------ Supplied records ------

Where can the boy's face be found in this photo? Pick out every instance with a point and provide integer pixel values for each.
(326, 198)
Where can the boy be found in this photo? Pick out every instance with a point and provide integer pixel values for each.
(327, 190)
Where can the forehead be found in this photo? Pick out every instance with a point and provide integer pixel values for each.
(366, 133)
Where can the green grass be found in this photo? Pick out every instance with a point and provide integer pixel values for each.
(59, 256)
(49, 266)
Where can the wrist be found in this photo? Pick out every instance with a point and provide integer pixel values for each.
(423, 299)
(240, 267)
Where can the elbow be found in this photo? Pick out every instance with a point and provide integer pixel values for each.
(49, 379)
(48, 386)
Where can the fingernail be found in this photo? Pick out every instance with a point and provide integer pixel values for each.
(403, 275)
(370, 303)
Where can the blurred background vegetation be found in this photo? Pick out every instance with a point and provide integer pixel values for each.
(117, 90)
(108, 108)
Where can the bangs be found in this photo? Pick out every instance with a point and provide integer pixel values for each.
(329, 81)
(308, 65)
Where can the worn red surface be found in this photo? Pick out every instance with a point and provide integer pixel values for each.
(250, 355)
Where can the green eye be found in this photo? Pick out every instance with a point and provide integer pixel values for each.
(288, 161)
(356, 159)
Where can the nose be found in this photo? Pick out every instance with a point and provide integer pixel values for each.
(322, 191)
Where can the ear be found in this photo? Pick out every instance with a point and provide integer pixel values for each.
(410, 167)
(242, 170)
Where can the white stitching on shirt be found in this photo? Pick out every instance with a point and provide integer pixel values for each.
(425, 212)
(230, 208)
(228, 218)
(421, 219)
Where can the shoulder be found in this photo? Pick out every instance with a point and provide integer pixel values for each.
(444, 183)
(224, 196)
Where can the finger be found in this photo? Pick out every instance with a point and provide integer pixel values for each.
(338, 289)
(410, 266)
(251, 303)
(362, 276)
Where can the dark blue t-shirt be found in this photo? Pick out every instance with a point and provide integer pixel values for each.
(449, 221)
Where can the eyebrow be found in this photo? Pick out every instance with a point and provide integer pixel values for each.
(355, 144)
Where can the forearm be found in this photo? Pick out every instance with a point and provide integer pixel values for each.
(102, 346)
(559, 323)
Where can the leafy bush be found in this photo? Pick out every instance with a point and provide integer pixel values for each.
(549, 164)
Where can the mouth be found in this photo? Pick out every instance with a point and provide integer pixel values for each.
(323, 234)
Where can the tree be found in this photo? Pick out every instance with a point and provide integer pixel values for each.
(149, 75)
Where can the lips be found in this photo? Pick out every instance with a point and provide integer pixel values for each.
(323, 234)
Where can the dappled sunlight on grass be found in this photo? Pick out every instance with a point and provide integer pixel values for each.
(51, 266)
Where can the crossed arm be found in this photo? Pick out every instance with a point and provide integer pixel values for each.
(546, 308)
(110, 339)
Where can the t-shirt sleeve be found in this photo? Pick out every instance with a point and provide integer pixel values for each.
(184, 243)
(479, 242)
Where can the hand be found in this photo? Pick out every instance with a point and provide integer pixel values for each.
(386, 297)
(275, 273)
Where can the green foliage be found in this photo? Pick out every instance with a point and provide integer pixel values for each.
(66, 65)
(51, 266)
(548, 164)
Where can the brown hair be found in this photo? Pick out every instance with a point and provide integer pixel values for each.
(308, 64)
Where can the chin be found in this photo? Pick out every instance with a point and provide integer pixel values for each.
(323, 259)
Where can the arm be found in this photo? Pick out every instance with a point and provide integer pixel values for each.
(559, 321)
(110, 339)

------

- _Written task_: Recast every line of the data above as a Markdown table with the columns No. and Line, numbering the rows in order and omitting blank lines.

- _Solved problem_:
| No. | Line |
|---|---|
| 1 | Where can the boy's face be found in this photo? Pick out every instance with a point and provide integer pixel values for each. |
| 2 | (326, 198) |
| 3 | Where can the boy be found in this photo? Pick out every instance with a point and provide integer pixel values for each. |
| 4 | (327, 190) |
| 5 | Where can the forehead be found in this photo? Pick out every instance with a point and provide integer pixel values for each. |
| 6 | (366, 133) |
| 7 | Where can the green grass be found in this photo? Pick out every instance with a point and provide integer pixel values for each. |
| 8 | (59, 256) |
| 9 | (49, 266) |
| 10 | Where can the wrist be found in this photo? Pick out every instance with a point and provide integer pixel values for each. |
| 11 | (423, 299) |
| 12 | (240, 267) |
| 13 | Where can the elbow be found in this photo? Pick out every instance with a point and provide integer pixel values for each. |
| 14 | (49, 379) |
| 15 | (48, 386) |
| 16 | Where can the fingernail be found in this photo? Pick out every instance with a point and provide integer pixel values for each. |
| 17 | (403, 275) |
| 18 | (370, 303) |
| 19 | Where can the blurred background vegetation be found in this photo? Pick out every instance with a point and provide integer pixel values for each. |
| 20 | (117, 90) |
| 21 | (108, 108) |
| 22 | Where can the bangs be found in this photo? Pick out every instance with a point and provide integer pixel values for each. |
| 23 | (329, 81) |
| 24 | (308, 65) |
| 25 | Where can the worn red surface be found in this photo? Pick out every instance with a point and provide integer pixel values for each. |
| 26 | (250, 355) |
| 27 | Where can the green eye be found in this photo? Pick out every instance with a point and provide integer pixel values for each. |
| 28 | (288, 161) |
| 29 | (356, 159) |
| 30 | Where can the nose be found in this photo? Pick out every instance with a point and provide integer pixel values for each. |
| 31 | (322, 191) |
| 32 | Where can the ear be found in this photo? Pick out every instance with a point and provide integer pixel values for each. |
| 33 | (410, 167) |
| 34 | (242, 170) |
| 35 | Where can the white stitching on shirt be found in this photo? Pick out every instance with a point and provide integer pixel values for each. |
| 36 | (425, 212) |
| 37 | (230, 208) |
| 38 | (228, 218) |
| 39 | (421, 219) |
| 40 | Where can the shoulder be found in this photo? Pick out every instance with a point and provide integer pixel values for each. |
| 41 | (444, 183) |
| 42 | (224, 196) |
| 43 | Where can the finger be found in this photo? Pick out every instance with a point and provide integer pixel values for each. |
| 44 | (338, 289) |
| 45 | (410, 266) |
| 46 | (251, 303) |
| 47 | (362, 276) |
| 48 | Where can the dark blue t-shirt be found in this photo? Pick out every instance with a point and provide integer pixel values for each. |
| 49 | (449, 221) |
| 50 | Where can the eyebrow be found in this photo? Pick out every instance with a point and provide integer pixel values for each. |
| 51 | (355, 144) |
| 52 | Where can the forearm be found in this photo? Pick out every instance with a point and provide integer pixel values for each. |
| 53 | (102, 346) |
| 54 | (559, 323) |
| 55 | Where can the leafy bush be found in this photo? Pick out every instance with a point and provide integer pixel values for each. |
| 56 | (549, 164) |
| 57 | Where can the mouth be found in this photo? Pick out every instance with a point and provide integer pixel values for each. |
| 58 | (323, 234) |
| 59 | Where can the tree be found in this photo? Pick out every instance with a point and provide integer pixel values for each. |
| 60 | (149, 75) |
| 61 | Where can the lips be found in this photo? Pick out every instance with a point and provide integer pixel values for each. |
| 62 | (323, 234) |
| 63 | Where can the dappled sunlight on grass be found in this photo? Pick out every instance with a point and provide integer pixel values for each. |
| 64 | (51, 266) |
| 65 | Where can the crossed arm be found in this photo? Pick out every instance with a point and provide integer pixel values for each. |
| 66 | (546, 308) |
| 67 | (110, 339) |
| 68 | Where can the t-shirt sleeve be found in this photo? Pick out every instance with a point and provide integer pixel values for each. |
| 69 | (184, 243) |
| 70 | (479, 242) |
| 71 | Where can the hand be found in this photo? Pick out every instance with a point and provide integer pixel values for each. |
| 72 | (386, 297) |
| 73 | (275, 273) |
| 74 | Where can the green foliage be found in this photo? Pick out every instance with a point and provide integer pixel values for each. |
| 75 | (66, 65) |
| 76 | (51, 266) |
| 77 | (548, 164) |
| 78 | Where can the brown hair be found in this photo? Pick out every instance with a point and provide integer pixel values for each. |
| 79 | (308, 64) |
| 80 | Where can the chin be found in this photo? Pick out every instance with a point and provide integer pixel values for each. |
| 81 | (323, 259) |
| 82 | Where can the arm be found in this photo? Pick out every instance with a point and provide integer pixel values for each. |
| 83 | (559, 321) |
| 84 | (110, 339) |